(Part of a data file)
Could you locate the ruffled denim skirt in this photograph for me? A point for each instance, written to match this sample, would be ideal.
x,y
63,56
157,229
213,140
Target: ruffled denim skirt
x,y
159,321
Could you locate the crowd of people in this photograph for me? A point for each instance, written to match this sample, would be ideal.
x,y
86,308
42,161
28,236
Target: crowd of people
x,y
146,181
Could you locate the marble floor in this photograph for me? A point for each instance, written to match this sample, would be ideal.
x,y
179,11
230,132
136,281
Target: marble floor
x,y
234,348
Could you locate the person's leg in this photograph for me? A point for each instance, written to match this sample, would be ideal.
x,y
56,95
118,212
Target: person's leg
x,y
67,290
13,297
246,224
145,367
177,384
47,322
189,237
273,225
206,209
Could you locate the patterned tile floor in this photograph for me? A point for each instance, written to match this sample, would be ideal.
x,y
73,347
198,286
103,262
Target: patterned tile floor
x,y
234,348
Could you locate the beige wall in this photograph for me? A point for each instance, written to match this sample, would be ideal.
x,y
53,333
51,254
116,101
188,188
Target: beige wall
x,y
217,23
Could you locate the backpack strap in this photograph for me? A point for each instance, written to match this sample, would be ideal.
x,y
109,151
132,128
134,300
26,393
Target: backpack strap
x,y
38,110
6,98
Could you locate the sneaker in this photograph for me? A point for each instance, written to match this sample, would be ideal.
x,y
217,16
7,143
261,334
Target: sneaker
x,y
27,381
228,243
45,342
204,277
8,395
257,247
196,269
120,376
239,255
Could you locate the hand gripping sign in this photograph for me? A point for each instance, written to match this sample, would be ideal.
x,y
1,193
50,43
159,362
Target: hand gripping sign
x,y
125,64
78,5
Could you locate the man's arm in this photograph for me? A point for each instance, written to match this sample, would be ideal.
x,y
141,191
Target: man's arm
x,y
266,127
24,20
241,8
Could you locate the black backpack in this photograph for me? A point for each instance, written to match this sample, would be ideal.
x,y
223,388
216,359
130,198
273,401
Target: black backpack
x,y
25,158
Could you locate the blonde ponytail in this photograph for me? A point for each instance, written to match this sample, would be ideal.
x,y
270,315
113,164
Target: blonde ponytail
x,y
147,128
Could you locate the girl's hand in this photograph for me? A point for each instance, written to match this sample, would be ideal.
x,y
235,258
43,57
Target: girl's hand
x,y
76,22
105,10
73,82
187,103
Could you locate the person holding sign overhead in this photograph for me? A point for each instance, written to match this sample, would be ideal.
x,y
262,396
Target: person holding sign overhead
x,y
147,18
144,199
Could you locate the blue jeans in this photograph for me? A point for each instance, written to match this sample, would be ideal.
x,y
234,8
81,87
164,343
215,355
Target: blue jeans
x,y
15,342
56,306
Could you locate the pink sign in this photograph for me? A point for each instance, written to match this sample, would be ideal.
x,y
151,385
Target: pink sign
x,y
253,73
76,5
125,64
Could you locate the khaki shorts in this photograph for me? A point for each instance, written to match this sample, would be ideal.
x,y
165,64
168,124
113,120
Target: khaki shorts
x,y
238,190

--

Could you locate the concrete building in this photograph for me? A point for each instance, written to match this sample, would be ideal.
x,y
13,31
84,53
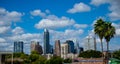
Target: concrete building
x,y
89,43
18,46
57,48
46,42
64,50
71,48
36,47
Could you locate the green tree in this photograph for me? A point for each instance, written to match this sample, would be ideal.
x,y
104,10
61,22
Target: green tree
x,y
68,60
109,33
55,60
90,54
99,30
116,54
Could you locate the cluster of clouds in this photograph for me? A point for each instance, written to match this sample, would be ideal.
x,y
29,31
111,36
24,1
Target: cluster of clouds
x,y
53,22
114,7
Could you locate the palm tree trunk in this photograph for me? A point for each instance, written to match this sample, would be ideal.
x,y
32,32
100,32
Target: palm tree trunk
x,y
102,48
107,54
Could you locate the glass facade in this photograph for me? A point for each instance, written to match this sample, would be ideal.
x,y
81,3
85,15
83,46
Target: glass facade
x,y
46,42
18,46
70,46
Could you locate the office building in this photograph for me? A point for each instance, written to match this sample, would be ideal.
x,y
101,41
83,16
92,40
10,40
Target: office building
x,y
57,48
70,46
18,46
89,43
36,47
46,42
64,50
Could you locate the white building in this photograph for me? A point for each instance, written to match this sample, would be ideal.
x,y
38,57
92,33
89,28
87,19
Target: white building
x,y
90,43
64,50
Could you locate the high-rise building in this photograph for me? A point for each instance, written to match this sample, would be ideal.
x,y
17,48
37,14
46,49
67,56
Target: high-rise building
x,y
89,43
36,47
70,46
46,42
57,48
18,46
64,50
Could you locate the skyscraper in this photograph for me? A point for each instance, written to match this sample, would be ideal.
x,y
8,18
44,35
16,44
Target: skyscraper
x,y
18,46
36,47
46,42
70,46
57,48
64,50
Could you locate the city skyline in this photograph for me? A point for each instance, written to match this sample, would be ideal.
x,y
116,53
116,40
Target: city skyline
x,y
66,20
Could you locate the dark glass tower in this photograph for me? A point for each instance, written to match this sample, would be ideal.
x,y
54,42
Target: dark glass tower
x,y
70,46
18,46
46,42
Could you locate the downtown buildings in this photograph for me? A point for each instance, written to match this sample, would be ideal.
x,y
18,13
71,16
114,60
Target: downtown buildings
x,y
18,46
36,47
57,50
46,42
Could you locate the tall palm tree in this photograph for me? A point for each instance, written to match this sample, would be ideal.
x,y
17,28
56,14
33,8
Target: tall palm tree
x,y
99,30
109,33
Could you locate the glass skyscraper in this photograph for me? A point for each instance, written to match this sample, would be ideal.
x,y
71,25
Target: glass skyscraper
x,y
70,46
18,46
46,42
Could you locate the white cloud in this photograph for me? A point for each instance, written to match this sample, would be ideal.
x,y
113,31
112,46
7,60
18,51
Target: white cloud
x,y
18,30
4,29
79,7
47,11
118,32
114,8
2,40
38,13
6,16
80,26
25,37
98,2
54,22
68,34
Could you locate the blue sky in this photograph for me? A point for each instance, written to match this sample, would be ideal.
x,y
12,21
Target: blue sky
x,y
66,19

JOB: Locate every line in the rows above that contains the string "tile", and copy each such line. Case counts.

ANSWER TO THE TASK:
Could you locate the patterned tile floor in this photograph for me? A point for each instance, written to match this sample, would be ideal.
Target: patterned tile floor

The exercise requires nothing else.